**Source**

This approach avoids the need for costly separate supply chains and is already used in key sustainability initiatives. It’s one of several chain-of-custody models, others include segregation and certificate trading, and is a practical, credible way to build more sustainable supply chains at scale.
Why Does Mass Balance Matter?
Mass balance might sound like accounting jargon, but it has real benefits for sustainability, traceability, and business compliance. Here’s why it matters:
Scalability: It allows companies to gradually increase the share of sustainable materials without costly infrastructure changes, accelerating the shift to greener products.
Traceability: Even when materials mix, companies must record every input and output, ensuring transparent supply chains.
Compliance: Many regulations (like the EU RED II) require mass balance for biofuels and other sustainable products.
Efficiency: Companies can integrate greener materials into existing processes, making it easier to decarbonise complex industries.
Credible Claims: When audited and certified, mass balance allows companies to make honest, data-backed sustainability claims, avoiding greenwashing.
In summary, mass balance matters because it makes sustainability feasible at scale. It provides a trustworthy system to integrate greener materials into supply chains that weren’t built for them, all while meeting compliance needs and being transparent about it.
How Does Mass Balance Work in Practice?
The core idea of mass balance application is bookkeeping: for a given factory or supply chain, keep a record of sustainable inputs and make sure you don’t allocate more “sustainable output” than you put in. Here’s a high-level look at the process:
Mass balance example: Consider a factory that uses a mix of 30% certified sustainable feedstock and 70% conventional feedstock in its production. All the material gets mixed together in the process. Through the mass balance approach, the operator assigns that 30% sustainable portion to the outputs in an equivalent way.

**Stated task A**
List the benefits of mass balance that the text on mass balance names as headings.
**Stated task B**
Return the passage of the mass balance text from "Mass balance might" to "transparent supply chains.".
**Stated task C**
Answer these questions using the mass balance text:
(i) Which two chain-of-custody models, other than mass balance, are named?
(ii) Which regulation is given as an example of one requiring mass balance for biofuels?
(iii) In the factory example, what share of the feedstock is certified sustainable?
The rows after the text play no part here.

**Listed records**

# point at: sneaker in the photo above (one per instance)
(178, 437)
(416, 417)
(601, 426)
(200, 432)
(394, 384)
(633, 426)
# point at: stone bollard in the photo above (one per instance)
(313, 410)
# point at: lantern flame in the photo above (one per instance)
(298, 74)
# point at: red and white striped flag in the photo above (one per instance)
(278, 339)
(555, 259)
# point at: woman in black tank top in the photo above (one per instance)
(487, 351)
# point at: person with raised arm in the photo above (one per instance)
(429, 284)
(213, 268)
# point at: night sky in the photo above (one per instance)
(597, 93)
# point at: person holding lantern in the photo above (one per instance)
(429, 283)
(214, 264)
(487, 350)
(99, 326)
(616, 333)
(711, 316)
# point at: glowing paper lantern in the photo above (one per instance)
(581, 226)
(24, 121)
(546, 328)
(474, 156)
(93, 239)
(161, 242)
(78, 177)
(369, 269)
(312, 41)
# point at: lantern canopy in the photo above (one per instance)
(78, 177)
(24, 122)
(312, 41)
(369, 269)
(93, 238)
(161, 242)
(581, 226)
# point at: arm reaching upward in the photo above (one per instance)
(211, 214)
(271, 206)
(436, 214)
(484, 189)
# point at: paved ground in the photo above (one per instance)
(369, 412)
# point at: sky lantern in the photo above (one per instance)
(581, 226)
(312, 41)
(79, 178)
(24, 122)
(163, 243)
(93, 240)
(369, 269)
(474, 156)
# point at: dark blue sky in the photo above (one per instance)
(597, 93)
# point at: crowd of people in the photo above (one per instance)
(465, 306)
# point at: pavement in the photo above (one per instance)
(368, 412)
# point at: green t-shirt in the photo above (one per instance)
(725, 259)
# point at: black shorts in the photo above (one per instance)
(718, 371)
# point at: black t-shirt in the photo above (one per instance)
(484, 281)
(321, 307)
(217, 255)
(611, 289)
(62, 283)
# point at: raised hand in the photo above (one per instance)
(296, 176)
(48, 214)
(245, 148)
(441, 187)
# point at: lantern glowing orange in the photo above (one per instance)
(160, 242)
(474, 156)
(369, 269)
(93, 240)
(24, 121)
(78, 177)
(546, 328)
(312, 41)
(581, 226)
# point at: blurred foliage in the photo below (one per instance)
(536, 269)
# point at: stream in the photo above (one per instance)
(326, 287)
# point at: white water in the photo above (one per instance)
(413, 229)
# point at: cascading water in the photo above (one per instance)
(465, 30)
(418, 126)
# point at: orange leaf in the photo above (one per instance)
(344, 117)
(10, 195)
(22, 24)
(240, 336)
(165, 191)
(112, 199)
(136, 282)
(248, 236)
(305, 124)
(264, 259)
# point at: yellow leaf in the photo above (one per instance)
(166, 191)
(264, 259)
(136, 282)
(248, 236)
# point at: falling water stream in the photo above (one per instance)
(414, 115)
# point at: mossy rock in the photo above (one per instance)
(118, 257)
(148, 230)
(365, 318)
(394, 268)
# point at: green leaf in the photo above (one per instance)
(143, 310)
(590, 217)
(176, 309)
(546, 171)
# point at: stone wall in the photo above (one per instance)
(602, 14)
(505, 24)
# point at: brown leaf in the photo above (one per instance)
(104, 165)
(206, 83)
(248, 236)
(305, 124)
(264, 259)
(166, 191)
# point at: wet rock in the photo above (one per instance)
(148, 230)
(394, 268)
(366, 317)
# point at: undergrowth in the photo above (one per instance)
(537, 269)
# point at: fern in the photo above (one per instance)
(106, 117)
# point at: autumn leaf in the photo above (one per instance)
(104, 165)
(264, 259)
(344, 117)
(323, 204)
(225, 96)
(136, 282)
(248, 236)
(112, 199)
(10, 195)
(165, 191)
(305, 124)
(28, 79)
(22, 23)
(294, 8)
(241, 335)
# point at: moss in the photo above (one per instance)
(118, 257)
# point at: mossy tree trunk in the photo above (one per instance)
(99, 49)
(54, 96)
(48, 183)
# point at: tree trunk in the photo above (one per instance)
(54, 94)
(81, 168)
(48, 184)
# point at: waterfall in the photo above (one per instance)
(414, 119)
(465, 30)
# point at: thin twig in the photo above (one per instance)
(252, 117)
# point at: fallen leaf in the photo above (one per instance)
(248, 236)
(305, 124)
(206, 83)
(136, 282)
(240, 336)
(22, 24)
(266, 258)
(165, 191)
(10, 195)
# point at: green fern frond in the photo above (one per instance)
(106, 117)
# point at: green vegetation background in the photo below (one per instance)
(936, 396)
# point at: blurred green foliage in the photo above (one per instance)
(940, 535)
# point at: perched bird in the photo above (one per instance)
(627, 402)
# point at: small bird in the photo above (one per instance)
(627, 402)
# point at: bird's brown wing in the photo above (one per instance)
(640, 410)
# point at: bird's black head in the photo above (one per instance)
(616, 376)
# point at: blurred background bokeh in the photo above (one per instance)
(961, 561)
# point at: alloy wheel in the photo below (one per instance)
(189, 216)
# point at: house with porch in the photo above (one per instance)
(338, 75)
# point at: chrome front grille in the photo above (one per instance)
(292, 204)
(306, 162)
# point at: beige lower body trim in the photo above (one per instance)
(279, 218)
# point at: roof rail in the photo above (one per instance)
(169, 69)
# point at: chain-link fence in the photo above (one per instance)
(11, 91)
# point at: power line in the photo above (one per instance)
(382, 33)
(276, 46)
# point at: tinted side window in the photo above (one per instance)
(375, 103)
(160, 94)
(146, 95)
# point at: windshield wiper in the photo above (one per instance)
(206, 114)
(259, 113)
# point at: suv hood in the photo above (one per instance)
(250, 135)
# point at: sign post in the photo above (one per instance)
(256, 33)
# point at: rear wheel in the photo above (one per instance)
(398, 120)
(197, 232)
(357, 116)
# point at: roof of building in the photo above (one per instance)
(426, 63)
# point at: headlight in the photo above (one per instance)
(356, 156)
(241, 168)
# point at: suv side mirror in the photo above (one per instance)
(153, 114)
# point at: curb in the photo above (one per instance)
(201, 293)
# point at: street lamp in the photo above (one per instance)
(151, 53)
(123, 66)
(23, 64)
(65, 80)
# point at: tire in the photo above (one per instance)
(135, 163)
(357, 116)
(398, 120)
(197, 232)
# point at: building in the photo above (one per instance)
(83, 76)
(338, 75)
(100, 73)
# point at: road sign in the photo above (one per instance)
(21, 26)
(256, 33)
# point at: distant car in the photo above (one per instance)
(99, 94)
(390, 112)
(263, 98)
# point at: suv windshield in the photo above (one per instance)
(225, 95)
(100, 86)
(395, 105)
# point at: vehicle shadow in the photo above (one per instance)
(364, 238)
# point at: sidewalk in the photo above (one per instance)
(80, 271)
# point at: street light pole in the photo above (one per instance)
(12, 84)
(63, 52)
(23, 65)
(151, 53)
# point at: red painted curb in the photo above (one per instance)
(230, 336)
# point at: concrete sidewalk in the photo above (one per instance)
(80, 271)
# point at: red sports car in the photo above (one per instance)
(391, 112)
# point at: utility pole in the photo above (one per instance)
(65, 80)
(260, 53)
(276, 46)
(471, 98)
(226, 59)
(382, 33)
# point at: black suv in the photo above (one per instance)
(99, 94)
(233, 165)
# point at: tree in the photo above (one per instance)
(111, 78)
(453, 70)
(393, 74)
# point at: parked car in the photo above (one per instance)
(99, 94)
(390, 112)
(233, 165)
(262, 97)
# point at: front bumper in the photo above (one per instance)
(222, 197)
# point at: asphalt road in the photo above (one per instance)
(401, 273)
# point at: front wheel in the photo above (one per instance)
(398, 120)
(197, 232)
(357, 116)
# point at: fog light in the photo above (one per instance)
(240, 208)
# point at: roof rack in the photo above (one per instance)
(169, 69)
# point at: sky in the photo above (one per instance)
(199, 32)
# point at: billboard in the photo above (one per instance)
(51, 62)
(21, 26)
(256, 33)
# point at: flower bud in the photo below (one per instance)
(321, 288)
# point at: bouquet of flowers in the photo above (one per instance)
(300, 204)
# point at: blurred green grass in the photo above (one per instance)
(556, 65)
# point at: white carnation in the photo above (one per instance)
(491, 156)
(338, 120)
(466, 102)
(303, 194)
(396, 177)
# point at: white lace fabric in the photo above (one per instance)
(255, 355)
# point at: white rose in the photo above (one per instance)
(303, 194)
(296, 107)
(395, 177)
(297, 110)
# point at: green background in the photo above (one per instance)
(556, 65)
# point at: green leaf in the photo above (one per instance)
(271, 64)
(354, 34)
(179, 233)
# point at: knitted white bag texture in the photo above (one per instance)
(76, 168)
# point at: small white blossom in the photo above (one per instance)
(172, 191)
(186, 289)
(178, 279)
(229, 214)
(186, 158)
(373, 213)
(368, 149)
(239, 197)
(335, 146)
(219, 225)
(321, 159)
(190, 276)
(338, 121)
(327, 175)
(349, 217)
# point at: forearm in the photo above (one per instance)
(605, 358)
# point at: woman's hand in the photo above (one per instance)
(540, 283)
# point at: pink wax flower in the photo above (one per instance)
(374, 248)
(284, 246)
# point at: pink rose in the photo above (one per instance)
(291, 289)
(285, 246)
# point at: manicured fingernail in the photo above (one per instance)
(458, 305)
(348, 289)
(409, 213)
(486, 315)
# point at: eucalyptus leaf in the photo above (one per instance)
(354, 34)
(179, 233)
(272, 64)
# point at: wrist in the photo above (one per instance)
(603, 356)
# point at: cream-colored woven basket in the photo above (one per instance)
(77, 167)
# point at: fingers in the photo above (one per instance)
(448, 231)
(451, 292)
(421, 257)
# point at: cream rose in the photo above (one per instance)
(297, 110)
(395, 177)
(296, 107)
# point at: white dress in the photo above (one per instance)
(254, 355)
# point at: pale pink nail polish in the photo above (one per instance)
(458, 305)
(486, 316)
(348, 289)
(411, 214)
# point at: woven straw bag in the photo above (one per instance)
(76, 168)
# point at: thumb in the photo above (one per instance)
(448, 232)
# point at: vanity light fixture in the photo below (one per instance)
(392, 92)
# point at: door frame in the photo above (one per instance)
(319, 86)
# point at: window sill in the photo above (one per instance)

**Task answer A**
Scalability, Traceability, Compliance, Efficiency, Credible Claims

**Task answer B**
Mass balance might sound like accounting jargon, but it has real benefits for sustainability, traceability, and business compliance. Here’s why it matters:
Scalability: It allows companies to gradually increase the share of sustainable materials without costly infrastructure changes, accelerating the shift to greener products.
Traceability: Even when materials mix, companies must record every input and output, ensuring transparent supply chains.

**Task answer C**
(i) Segregation and certificate trading
(ii) The EU RED II
(iii) 30%